# Directives
**A)** According to the business combinations section below, what are the estimates, assumptions and judgments based in part on? List each one.
**B)** In the business combinations section below, over what period is acquisition date inventory sold and recognized in cost of goods sold?

# Text section
↓↓↓
Business Combinations  

The application of the acquisition method of accounting for business combinations requires the use of significant estimates, assumptions and judgments in the determination of the estimated fair value of assets acquired and liabilities assumed in order to properly allocate the purchase price at the acquisition date. 

Although we believe the estimates, assumptions and judgments we have made are reasonable, they are based in part on historical experience, industry data, information obtained from the management of the acquired companies and assistance from independent third-party appraisal/valuation firms, and are inherently uncertain. 

Examples of critical estimates in valuing certain of the tangible and intangible assets we have acquired, and certain liabilities assumed include but are not limited to: 

•Inventories - we used the comparative sales method, which estimates the selling price of finished goods and work-in-progress inventory, reduced by estimated costs expected to be incurred in selling the inventory and a profit on those costs.  The fair value of inventory is recognized in our statements of operations as the inventory is sold.  Based on internal forecasts and estimates of inventory turnover, acquisition date inventory is sold and recognized in cost of goods sold over an estimated period of six months after the acquisition date.
↑↑↑
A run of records
↓↓↓
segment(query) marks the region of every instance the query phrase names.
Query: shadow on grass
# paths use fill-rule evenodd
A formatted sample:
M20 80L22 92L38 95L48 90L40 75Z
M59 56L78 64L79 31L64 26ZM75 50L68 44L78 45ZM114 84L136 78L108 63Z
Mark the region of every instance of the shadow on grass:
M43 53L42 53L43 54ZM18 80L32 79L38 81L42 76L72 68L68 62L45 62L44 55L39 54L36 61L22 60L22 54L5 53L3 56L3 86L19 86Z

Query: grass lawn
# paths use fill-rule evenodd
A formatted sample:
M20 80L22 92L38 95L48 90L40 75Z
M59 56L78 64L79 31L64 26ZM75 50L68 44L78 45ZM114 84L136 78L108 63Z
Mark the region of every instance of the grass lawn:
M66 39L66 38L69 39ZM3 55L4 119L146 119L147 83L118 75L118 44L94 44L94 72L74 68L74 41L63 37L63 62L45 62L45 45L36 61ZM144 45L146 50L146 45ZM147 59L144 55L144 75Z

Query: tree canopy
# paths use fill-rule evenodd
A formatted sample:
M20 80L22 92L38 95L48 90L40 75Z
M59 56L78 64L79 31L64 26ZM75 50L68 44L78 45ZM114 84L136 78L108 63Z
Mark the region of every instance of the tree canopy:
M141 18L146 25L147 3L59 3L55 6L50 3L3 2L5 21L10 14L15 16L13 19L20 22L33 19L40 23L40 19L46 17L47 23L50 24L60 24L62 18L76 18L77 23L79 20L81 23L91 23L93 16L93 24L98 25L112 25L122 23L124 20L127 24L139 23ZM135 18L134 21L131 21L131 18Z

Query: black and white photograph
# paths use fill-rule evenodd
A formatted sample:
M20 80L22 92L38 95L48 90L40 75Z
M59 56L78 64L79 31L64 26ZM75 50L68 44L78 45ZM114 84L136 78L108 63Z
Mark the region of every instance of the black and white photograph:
↑↑↑
# Responses per task
**A)**
- Historical experience
- Industry data
- Information obtained from the management of the acquired companies
- Assistance from independent third-party appraisal/valuation firms

**B)** Over an estimated period of six months after the acquisition date.